[AVAILABLE RECORDS — start]

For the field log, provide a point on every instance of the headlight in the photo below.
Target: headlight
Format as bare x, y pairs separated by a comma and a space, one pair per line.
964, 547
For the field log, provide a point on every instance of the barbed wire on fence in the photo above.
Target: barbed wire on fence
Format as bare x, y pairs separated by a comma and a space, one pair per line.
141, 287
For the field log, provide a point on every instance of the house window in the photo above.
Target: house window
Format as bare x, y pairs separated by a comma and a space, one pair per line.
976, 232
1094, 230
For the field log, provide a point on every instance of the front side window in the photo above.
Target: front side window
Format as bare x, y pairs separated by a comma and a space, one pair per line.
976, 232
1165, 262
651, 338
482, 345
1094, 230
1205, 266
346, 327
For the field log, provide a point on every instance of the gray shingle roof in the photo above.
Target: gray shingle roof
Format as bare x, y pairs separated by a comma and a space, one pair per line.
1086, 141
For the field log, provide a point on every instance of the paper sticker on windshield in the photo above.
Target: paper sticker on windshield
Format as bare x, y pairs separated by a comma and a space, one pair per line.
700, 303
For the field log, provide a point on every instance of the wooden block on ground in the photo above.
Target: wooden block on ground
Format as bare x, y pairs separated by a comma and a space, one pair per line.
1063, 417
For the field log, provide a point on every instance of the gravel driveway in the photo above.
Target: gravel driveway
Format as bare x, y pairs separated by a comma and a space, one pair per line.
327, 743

[AVAILABLE RECORDS — finish]

◆ EXERCISE DETAILS
The reply should hold only how many lines in the material include the word "gray".

◆ TASK OUTPUT
2